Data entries
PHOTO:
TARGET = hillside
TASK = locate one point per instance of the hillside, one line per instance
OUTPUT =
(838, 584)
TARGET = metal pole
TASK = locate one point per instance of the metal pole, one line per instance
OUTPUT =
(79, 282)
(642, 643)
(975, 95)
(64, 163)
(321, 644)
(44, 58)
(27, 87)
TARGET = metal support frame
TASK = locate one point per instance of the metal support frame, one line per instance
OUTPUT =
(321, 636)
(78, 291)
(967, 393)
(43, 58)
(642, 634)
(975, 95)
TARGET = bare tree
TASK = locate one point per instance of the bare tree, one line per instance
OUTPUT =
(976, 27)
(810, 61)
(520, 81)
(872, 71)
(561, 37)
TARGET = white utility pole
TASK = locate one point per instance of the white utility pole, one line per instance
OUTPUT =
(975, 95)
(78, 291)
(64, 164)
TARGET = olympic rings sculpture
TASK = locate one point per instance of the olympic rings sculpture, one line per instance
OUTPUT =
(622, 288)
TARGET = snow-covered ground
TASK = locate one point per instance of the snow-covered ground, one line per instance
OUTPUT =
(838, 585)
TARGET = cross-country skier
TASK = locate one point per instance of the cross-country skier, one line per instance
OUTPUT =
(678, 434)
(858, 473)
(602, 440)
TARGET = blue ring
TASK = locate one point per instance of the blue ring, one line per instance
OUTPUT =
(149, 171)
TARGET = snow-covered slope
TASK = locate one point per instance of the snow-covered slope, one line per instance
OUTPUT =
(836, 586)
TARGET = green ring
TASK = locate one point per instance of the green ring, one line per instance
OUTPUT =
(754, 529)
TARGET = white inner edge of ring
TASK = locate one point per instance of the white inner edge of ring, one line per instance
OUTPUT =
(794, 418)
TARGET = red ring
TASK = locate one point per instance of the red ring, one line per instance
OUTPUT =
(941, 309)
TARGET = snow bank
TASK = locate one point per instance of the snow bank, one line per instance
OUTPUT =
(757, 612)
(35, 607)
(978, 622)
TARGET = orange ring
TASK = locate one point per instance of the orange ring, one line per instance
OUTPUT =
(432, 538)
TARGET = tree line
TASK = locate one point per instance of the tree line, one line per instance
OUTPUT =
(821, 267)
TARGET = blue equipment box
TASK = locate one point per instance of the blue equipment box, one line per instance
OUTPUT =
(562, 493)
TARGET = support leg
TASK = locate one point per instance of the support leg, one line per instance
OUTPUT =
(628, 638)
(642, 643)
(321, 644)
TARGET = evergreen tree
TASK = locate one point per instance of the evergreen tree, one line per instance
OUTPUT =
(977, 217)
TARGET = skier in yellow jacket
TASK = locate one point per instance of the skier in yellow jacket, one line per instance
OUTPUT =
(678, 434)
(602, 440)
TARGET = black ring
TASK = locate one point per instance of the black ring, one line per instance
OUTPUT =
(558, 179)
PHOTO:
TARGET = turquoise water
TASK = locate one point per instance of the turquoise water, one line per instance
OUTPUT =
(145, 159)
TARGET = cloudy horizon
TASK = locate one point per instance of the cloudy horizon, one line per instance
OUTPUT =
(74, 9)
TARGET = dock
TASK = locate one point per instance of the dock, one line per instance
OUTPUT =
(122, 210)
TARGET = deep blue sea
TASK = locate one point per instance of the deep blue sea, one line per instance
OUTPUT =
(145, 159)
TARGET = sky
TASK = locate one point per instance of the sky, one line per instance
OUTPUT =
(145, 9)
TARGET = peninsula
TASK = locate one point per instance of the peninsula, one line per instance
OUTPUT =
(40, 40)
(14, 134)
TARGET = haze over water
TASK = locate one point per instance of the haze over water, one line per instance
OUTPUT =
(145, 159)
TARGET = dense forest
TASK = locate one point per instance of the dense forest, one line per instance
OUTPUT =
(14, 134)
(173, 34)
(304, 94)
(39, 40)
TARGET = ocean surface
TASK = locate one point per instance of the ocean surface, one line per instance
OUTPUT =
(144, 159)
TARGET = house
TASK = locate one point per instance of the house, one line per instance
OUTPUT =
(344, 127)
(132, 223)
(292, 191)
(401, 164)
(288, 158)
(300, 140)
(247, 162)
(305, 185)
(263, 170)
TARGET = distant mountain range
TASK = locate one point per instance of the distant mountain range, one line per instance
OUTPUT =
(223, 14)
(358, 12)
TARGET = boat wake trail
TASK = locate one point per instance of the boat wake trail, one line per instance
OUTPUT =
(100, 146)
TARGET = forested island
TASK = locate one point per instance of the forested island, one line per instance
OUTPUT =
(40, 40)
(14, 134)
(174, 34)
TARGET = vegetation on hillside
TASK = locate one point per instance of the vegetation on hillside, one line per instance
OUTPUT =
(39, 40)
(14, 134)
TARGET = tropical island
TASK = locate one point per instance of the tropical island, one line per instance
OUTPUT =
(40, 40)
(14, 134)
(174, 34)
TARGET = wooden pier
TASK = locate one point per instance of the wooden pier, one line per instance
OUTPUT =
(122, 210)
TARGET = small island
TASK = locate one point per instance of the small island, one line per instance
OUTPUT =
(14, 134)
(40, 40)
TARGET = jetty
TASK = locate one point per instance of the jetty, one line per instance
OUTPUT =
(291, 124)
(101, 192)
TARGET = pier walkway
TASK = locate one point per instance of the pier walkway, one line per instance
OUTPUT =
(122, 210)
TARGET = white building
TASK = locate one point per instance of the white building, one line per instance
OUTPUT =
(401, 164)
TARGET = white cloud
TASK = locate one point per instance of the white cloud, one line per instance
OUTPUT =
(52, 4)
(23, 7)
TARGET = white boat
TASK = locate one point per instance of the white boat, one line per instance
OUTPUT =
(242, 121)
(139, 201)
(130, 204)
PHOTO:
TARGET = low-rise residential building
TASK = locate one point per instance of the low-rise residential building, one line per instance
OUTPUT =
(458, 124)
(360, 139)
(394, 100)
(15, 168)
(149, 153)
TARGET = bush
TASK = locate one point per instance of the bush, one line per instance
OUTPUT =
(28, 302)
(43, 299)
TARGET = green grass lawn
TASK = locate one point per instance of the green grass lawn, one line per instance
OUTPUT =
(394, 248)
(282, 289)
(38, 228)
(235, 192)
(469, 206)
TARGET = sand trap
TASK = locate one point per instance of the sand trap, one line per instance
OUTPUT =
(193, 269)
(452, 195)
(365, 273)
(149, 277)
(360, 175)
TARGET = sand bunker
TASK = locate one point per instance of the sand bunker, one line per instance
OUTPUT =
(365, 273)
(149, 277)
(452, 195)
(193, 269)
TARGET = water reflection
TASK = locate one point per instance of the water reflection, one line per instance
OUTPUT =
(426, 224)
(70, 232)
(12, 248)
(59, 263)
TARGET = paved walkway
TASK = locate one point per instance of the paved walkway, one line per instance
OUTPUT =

▸ **WRITTEN TASK**
Write the material out exactly, with nothing left out.

▸ **SOLUTION FOR THIS TASK**
PHOTO:
TARGET = hillside
TASK = locate one point per instance of the hillside, one line per instance
OUTPUT =
(838, 584)
TARGET = metal pole
TASK = locate one point per instance of the metal pole, one line per instance
OUTPUT =
(79, 282)
(642, 643)
(975, 95)
(64, 163)
(321, 644)
(44, 58)
(27, 87)
TARGET = metal support frame
TASK = locate one point per instance of the metal support frame, one line per instance
OUTPUT =
(321, 636)
(78, 291)
(967, 393)
(43, 58)
(642, 634)
(975, 95)
TARGET = bare tree
TASK = locate one point per instance of the bare tree, one line per instance
OUTPUT =
(976, 27)
(810, 61)
(520, 81)
(872, 71)
(561, 37)
TARGET = white utility pole
TASK = locate one point per instance of the white utility pole, one line per instance
OUTPUT =
(975, 95)
(78, 291)
(64, 164)
TARGET = olympic rings sculpture
TASK = locate one point per instance of the olympic rings sculpture, one line per instance
OUTPUT =
(622, 288)
TARGET = snow-covered ground
TASK = locate one point per instance of the snow-covered ground, one line per instance
OUTPUT =
(838, 585)
TARGET = cross-country skier
TASK = locate one point per instance of the cross-country skier, one line per instance
OUTPUT =
(678, 434)
(858, 473)
(602, 440)
TARGET = blue ring
TASK = locate one point per instance of the blue ring, one line per instance
OUTPUT =
(149, 171)
TARGET = snow-covered slope
TASK = locate one point per instance of the snow-covered slope, one line per instance
OUTPUT =
(836, 586)
TARGET = green ring
TASK = locate one point per instance of the green ring, one line per instance
OUTPUT =
(754, 529)
TARGET = white inner edge of ring
TASK = locate one point per instance of the white inner edge of ring, one line per instance
OUTPUT =
(794, 418)
TARGET = red ring
TASK = locate one point per instance of the red ring, one line per instance
OUTPUT =
(941, 309)
TARGET = snow bank
TASK = locate one point per instance of the snow bank, one line per instance
OUTPUT =
(757, 612)
(35, 607)
(978, 622)
TARGET = orange ring
TASK = locate one point per instance of the orange ring, one line per instance
OUTPUT =
(432, 538)
TARGET = tree line
TASK = locate one point per instance of the tree line, one line per instance
OUTPUT =
(821, 267)
TARGET = blue equipment box
TASK = locate one point per instance of the blue equipment box, one line per instance
OUTPUT =
(562, 493)
TARGET = support leg
TASK = locate one point per instance of the support leg, one line per instance
OUTPUT =
(628, 638)
(642, 643)
(321, 644)
TARGET = evergreen tree
TASK = locate one point per instance of the evergreen tree, one line per instance
OUTPUT =
(977, 217)
TARGET = skier in yellow jacket
TASK = locate one point per instance of the skier in yellow jacket, one line per instance
OUTPUT =
(678, 434)
(602, 440)
TARGET = black ring
TASK = locate one point per instance of the black ring, one line per instance
OUTPUT =
(558, 179)
PHOTO:
TARGET = turquoise water
TASK = locate one point per instance of the turquoise water, one line per instance
OUTPUT =
(145, 159)
TARGET = cloudy horizon
TASK = locate one point per instance of the cloudy horizon, one line per instance
OUTPUT =
(74, 9)
TARGET = dock
TASK = locate one point per instance of the dock, one line per instance
OUTPUT =
(122, 210)
TARGET = deep blue sea
TASK = locate one point per instance of the deep blue sea, one line per instance
OUTPUT =
(145, 159)
TARGET = sky
TASK = locate one point per instance of the sky, one line per instance
OUTPUT =
(145, 9)
TARGET = peninsula
TASK = locate one point per instance of the peninsula, one line per instance
OUTPUT =
(40, 40)
(14, 134)
TARGET = haze over water
TASK = locate one point per instance of the haze over water, one line per instance
OUTPUT =
(145, 159)
TARGET = dense forest
TASK = locate one point per instance of the dense forest, one line per instance
OUTPUT =
(14, 134)
(173, 34)
(304, 94)
(39, 40)
TARGET = ocean surface
TASK = locate one point per instance of the ocean surface, one line per instance
OUTPUT =
(144, 159)
TARGET = house
TASK = locate one point per instance of the house, one line per instance
OUTPUT =
(344, 127)
(132, 223)
(292, 191)
(401, 164)
(288, 158)
(300, 140)
(247, 162)
(305, 185)
(263, 170)
TARGET = distant mountain range
TASK = locate one point per instance of the distant mountain range, one line per instance
OUTPUT =
(223, 14)
(358, 12)
TARGET = boat wake trail
TASK = locate one point per instance of the boat wake trail, one line per instance
OUTPUT =
(100, 146)
TARGET = forested island
TASK = locate one point per instance of the forested island, one line per instance
OUTPUT =
(40, 40)
(14, 134)
(174, 34)
TARGET = vegetation on hillside
TASK = locate one point per instance of the vegetation on hillside, one line per instance
OUTPUT =
(39, 40)
(14, 134)
TARGET = tropical island
TASK = locate one point per instance of the tropical island, one line per instance
OUTPUT =
(40, 40)
(14, 134)
(174, 34)
TARGET = wooden pier
TASK = locate one point per instance of the wooden pier, one line per instance
OUTPUT =
(122, 210)
TARGET = small island
TASK = locate one point per instance of the small island, one line per instance
OUTPUT =
(14, 134)
(40, 40)
TARGET = jetty
TASK = locate one point per instance of the jetty, one line per instance
OUTPUT =
(291, 124)
(101, 192)
TARGET = pier walkway
TASK = locate one point per instance of the pier walkway, one line per instance
OUTPUT =
(122, 210)
TARGET = white building
TASK = locate one point per instance of the white building, one line per instance
OUTPUT =
(401, 164)
TARGET = white cloud
TASK = locate one point per instance of the white cloud, one line per instance
OUTPUT =
(52, 4)
(23, 7)
TARGET = white boat
TASK = locate one point per instance of the white boat, one line per instance
OUTPUT =
(242, 121)
(139, 201)
(130, 204)
PHOTO:
TARGET = low-rise residential building
TASK = locate one point per instance of the low-rise residential building, one line per instance
OUTPUT =
(458, 124)
(360, 139)
(394, 100)
(15, 168)
(149, 153)
TARGET = bush
TASK = locate one point per instance of the bush, one line per instance
OUTPUT =
(28, 302)
(43, 299)
TARGET = green grass lawn
TASK = locate one point per instance of the green grass lawn, one line per instance
OUTPUT =
(394, 248)
(282, 289)
(38, 228)
(235, 192)
(469, 206)
TARGET = sand trap
TASK = locate one point per instance of the sand trap, one line per instance
OUTPUT =
(193, 269)
(452, 195)
(365, 273)
(149, 277)
(360, 175)
TARGET = sand bunker
TASK = locate one point per instance of the sand bunker, one line per instance
OUTPUT =
(365, 273)
(149, 277)
(452, 195)
(193, 269)
TARGET = water reflection
TASK = locate one point per instance of the water reflection, one line per instance
OUTPUT =
(426, 224)
(70, 232)
(12, 248)
(59, 263)
TARGET = paved walkway
TASK = locate one point per instance of the paved walkway, one line per instance
OUTPUT =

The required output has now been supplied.